[Segmentation mask data]
=======
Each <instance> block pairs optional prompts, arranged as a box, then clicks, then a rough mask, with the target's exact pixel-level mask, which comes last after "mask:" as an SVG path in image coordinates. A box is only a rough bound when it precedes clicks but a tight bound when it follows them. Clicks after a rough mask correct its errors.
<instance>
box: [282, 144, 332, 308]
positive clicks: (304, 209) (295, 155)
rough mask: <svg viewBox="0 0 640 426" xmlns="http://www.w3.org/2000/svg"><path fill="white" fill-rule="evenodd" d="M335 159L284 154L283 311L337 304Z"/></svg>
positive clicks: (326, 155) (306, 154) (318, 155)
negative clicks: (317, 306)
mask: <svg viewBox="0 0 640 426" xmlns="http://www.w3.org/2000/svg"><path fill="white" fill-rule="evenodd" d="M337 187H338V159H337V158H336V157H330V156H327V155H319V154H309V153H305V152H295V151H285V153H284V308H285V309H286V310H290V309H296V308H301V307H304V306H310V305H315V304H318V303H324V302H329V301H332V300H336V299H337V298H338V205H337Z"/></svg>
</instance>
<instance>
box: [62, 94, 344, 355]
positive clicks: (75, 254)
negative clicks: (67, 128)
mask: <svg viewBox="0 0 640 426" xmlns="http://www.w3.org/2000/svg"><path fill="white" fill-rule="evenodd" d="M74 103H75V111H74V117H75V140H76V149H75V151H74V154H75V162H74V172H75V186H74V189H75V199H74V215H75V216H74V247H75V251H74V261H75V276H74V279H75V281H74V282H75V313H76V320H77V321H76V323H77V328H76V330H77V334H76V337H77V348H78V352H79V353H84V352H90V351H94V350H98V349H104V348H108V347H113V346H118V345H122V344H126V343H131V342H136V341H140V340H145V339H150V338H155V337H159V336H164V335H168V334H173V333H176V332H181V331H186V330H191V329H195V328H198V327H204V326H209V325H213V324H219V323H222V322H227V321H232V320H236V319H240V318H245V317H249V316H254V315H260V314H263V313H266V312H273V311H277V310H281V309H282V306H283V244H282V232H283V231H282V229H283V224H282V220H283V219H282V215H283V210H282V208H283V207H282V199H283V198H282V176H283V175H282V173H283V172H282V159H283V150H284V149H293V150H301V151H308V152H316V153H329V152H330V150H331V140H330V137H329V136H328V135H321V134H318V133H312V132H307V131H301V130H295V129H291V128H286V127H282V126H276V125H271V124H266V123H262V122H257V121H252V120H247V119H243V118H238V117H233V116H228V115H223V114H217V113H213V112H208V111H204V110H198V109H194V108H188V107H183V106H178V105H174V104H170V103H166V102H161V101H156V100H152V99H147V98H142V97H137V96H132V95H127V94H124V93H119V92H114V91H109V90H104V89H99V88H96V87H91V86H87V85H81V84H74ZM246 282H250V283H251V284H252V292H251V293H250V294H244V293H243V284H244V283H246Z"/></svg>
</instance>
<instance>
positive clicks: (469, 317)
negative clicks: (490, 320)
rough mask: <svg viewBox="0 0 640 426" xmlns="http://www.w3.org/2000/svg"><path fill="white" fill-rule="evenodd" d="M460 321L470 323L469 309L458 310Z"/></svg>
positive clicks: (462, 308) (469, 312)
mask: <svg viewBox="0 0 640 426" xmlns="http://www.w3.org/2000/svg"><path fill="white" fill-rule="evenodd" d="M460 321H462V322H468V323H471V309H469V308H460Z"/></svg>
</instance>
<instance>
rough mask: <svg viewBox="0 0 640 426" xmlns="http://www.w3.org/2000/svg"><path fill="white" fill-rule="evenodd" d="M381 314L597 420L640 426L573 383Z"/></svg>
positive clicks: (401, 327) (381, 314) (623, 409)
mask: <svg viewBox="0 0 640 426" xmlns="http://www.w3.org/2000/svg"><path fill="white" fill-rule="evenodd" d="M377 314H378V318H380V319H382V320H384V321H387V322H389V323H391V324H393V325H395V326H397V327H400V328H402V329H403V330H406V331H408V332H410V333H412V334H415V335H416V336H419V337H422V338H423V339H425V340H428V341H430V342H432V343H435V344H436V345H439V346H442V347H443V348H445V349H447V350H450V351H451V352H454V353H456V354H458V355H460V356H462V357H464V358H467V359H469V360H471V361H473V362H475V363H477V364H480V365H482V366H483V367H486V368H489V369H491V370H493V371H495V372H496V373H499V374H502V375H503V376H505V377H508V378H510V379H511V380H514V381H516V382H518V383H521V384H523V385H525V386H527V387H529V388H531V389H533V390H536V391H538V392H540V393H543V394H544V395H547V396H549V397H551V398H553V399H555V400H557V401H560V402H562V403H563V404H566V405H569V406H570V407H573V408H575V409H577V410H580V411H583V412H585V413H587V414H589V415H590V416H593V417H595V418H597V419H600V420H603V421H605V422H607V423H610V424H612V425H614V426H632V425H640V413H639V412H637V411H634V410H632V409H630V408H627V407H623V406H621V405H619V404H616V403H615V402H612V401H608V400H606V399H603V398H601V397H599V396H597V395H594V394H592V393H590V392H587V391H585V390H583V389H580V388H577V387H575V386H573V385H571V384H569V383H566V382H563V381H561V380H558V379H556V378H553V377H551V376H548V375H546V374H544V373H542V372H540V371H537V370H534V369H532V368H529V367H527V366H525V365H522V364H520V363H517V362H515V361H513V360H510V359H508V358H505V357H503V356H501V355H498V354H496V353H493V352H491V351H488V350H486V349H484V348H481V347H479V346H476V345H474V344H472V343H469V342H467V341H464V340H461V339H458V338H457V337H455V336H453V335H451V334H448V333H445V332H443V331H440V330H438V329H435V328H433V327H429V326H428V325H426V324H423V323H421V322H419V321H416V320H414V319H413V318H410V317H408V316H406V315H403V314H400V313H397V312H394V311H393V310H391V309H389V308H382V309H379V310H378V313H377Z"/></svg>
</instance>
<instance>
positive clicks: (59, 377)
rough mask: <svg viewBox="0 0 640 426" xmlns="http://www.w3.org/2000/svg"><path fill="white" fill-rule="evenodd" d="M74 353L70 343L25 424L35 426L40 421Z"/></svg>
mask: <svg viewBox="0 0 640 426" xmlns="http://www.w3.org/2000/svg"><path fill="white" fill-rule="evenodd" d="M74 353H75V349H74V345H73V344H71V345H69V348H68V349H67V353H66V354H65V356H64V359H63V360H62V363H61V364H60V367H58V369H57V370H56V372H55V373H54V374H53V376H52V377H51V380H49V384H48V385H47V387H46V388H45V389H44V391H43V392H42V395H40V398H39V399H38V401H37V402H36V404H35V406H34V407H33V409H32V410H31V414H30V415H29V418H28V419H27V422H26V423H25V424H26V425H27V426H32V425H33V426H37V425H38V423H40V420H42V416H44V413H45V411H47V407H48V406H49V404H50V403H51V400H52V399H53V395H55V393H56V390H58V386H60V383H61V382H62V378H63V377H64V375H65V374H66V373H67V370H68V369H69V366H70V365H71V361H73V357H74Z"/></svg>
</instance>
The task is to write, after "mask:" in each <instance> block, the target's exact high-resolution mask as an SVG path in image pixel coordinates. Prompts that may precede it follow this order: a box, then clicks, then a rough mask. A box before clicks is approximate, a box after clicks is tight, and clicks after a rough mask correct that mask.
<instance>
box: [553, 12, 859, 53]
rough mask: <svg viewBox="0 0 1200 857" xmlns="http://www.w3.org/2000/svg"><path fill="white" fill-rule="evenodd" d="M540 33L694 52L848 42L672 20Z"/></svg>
=======
• Your objective
Which lines above include the word "tight"? Show each one.

• Answer box
Each <instance> block pairs optional prompts, arranged as a box, then clicks, then a rough mask, with the target's exact pixel-level mask, which comes last after "mask:" as an SVG path in image coordinates. A box is only a rough bound when it precedes clicks but a tight bound when it follows them. Clicks after a rough mask correct its errors.
The task is to write, after "mask:" in each <instance> block, the target's exact high-resolution mask as an SVG path in image pixel coordinates. Prompts that may precede it follow this order: a box, then clicks, then a rough mask. A box before clicks is approximate, a box after clicks is tight, and clicks after a rough mask correct that mask.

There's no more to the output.